EXERCISE TASKS =
1. According to the Shoah blog entry, how many people can the writer comfortably seat in the theatrette?
2. Write the next part of the Shoah blog entry, picking up after its final sentence.

[[ PROVIDED TEXT open ]]

Day 345
Sunday 10, 2018
‘Watching Recollections About Mass Exterminations Can Be Murder’ 2018
Shoah
A Claude Lanzmann & a Lot of Other People’s Film
As offensively flippant as that title may sound it speaks to the heart of how difficult it is to receive this kind of information.
Last Sunday at 3.30pm I started the first of four consecutive Sunday afternoons during which I will watch all of Shoah. It was a tough 150-minutes but I got through it okay. I didn’t feel too traumatized. Today I watched Part Two of what is called First Era. This means I’m at the halfway mark. The next two weeks will be Second Era, Part One and Two.
When I made this plan, about eight to ten weeks ago, I had in mind to invite people who I thought would have an interest in some that has both social and historical importance. I researched some basic facts, mostly from the Criterion Collection notes which accompany the box-set and sent out my first invitation months ago. I can only comfortably seat six people in my theatrette so I deliberately chose people who I thought would find it significant interest and who would appreciate having their eyes opened. Like with most of the films I’ve watched over the last 49 weeks, their was little to no interest.
To be fair, these people are busy people, with families. And who does have time in their life to spend watching a 10-hour film, or can manage four consecutive weeks of 2½ hours?
I wrote:
Dear All
As part of my ‘100 Greatest Films Ever in One Year’ project, I came across a film, Shoah, that is universally regarded as both great, and important. As I researched the meaning of the title, ‘Shoah’, I discovered that this is a film that stands outside of my main project of 100, 200 or 300 films, because it is bigger than the project and more important than my attempt to view and understand the world’s most other significant films. It is – in the view of the filmmaker, Claude Lanzmann, who spent ten years doing interviews and making it – fundamental to understanding an important aspect of the nature of mankind which is otherwise lacking in anyone’s understanding of the behaviour of human beings.

[[ PROVIDED TEXT closed ]]
[[ EXTRACTED RECORDS open ]]

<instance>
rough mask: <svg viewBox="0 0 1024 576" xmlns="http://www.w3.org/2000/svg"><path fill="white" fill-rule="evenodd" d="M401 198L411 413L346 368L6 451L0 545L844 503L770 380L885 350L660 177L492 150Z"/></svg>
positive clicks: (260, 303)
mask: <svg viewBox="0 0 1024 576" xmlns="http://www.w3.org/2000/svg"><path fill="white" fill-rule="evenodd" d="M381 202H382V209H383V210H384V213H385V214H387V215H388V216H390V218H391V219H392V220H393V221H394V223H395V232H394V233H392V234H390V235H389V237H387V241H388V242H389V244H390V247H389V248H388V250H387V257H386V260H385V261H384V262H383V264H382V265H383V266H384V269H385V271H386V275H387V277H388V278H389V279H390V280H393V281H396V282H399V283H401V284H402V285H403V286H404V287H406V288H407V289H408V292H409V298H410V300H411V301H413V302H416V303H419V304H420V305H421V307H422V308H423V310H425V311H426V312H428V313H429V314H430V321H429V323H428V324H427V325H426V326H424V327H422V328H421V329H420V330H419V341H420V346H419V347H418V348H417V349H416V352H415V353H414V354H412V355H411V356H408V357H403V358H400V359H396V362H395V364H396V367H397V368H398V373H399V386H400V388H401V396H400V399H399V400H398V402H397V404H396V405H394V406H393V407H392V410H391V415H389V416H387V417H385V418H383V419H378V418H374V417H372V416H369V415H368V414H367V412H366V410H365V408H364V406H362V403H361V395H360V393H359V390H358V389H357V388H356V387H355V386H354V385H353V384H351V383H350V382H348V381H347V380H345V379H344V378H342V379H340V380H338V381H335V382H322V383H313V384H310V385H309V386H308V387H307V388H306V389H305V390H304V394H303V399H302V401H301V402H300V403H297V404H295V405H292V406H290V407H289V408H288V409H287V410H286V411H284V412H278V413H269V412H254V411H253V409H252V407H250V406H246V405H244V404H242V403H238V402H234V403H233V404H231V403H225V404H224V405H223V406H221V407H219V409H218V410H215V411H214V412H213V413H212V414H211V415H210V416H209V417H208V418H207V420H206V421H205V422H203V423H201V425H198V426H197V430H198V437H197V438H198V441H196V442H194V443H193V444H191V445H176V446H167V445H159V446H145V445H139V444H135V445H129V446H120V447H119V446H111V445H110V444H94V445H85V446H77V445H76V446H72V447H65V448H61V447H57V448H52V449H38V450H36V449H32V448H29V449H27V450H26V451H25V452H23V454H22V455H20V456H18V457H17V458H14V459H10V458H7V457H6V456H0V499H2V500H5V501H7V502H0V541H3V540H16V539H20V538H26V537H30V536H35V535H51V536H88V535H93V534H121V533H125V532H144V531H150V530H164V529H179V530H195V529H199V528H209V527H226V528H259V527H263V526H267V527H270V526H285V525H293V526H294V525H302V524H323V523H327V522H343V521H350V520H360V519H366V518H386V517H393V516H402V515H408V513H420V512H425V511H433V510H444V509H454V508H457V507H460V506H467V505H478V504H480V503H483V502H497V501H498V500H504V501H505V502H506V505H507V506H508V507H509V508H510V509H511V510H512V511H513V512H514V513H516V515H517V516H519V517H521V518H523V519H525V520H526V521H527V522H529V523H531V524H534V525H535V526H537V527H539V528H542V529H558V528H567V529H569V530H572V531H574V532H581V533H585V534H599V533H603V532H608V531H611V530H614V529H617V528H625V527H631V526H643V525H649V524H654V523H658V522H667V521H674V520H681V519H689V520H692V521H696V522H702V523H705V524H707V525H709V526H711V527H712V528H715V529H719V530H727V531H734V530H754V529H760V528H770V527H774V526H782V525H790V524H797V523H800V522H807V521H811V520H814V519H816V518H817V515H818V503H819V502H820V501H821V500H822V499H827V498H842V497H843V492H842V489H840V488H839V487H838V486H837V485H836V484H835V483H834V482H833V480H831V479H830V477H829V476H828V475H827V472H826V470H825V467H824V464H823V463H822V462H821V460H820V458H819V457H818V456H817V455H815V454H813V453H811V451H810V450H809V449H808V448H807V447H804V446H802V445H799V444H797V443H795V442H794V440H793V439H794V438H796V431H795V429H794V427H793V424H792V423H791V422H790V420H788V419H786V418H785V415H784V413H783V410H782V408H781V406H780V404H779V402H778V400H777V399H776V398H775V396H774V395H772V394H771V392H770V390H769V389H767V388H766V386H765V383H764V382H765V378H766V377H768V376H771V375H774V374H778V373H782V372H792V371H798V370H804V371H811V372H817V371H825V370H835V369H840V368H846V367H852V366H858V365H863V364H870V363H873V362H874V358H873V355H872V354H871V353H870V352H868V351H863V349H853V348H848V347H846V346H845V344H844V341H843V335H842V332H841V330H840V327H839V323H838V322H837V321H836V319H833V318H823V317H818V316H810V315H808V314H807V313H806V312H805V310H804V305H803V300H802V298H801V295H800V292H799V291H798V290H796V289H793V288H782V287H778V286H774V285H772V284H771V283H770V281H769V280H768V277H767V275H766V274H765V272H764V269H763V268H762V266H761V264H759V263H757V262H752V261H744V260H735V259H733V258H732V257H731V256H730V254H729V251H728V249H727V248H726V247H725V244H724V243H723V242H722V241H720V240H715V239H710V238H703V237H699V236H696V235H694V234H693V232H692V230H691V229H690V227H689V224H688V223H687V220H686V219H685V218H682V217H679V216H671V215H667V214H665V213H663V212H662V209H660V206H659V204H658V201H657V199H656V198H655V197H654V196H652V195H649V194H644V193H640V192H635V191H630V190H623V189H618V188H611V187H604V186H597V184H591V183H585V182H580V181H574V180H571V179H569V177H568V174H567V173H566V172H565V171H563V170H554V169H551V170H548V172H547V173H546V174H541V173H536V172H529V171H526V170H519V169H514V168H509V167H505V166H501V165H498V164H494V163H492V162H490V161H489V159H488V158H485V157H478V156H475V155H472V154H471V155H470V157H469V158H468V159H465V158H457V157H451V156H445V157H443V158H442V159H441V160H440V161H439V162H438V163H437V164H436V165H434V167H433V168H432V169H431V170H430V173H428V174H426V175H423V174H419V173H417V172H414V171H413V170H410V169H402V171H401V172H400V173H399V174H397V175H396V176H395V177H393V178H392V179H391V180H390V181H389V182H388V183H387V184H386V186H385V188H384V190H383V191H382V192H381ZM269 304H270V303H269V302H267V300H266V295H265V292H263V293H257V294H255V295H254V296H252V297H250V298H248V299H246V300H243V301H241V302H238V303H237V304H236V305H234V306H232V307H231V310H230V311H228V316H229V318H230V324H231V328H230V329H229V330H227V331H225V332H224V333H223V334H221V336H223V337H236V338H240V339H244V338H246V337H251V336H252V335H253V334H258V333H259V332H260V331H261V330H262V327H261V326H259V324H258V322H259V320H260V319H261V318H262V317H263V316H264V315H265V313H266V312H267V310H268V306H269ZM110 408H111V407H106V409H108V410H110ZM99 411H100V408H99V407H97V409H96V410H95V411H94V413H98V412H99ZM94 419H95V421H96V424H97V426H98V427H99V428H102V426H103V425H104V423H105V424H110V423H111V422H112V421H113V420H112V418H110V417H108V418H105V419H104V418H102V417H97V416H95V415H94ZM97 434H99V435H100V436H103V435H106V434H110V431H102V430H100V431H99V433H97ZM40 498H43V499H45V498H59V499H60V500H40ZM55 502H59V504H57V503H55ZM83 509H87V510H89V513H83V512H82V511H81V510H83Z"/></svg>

[[ EXTRACTED RECORDS closed ]]
[[ EXTRACTED RECORDS open ]]

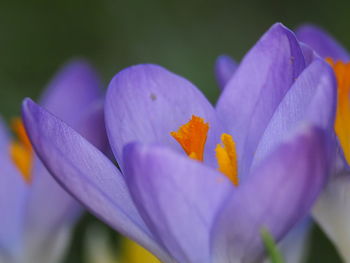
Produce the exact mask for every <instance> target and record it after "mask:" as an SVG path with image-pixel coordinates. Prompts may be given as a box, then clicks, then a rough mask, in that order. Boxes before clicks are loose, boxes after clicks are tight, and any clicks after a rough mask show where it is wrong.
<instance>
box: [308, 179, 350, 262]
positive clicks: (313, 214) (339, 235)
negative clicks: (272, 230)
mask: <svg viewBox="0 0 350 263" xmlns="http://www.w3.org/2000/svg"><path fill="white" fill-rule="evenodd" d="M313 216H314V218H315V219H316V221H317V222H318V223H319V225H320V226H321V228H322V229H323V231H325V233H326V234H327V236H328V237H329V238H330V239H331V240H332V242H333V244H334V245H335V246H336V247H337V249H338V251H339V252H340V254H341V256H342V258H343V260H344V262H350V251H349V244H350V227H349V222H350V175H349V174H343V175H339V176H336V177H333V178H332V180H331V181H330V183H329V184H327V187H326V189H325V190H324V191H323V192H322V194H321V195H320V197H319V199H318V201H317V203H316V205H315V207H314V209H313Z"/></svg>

[[ EXTRACTED RECORDS closed ]]

REPLIES =
1. Six people.

2.
‘Shoah’ is a word that in Hebrew means calamity or catastrophe. The Oxford Dictionary defines it as, “The mass murder of Jews under the German Nazi regime during 1941–5.” Shoah is a noun which also has been attributed the meaning ‘holocaust’ but Jews prefer ‘Shoah’ to ‘holocaust’.
It is also the name of a nine-hour film which interviews people involved – on both sides – in the Nazi’s attempt to wipe out (European) Jews between 1933 and 1945.
All the interviews have been archived and Lanzmann has since made four other films of interviews but this first one is the most acclaimed.
I will watch the film over four consecutive weeks due to its length. I can comfortably seat six other people in my cinema to join Ali and me in this experience. Please let me know if you are interested in coming.
I was thinking of making it four consecutive Sundays from 3pm-5.30pm:
I was thinking of 4 Sundays starting 27 May but we could start 3 June.
Sunday 27 May
Sunday 3 June
Sunday 10 June
Sunday 17 June
Sunday 24 JunePhil
My first response was one of interest, but opting out because his brain didn’t really have room to add this to everything else that is going on in his brain and his life. And fair enough, too.
The second response was one of reticence, doubting that he could do four Sunday afternoons, or four Thursday evenings, or four anydays.
The third response was one of great interest but the timing wasn’t good because of having a baby, recently new to this world.
All of the responses were completely fair and I understand where everyone is coming from even though I have two kids who are seven and five, and they’re a handful. Deflated, I held off starting on 27 May in case I felt the energy to offer an invitation to others. Finally, I realised on Friday 1 June, I’d modified my plan without having decided to modify it. I just hadn’t invited anyone else on the list I’d made and the last four Sundays before June 30, 2018 – were two days away.
It just must have seemed like too much hard work to me. Plus, it is hard getting consecutive rejections to things. This, plus an overall lack of interest – for 49 weeks – in my project and of any film made in a language other than English, added up to me (unconsciously) deciding to watch Shoah by myself. If my wife had the energy she was welcome to join me. If not, that was okay.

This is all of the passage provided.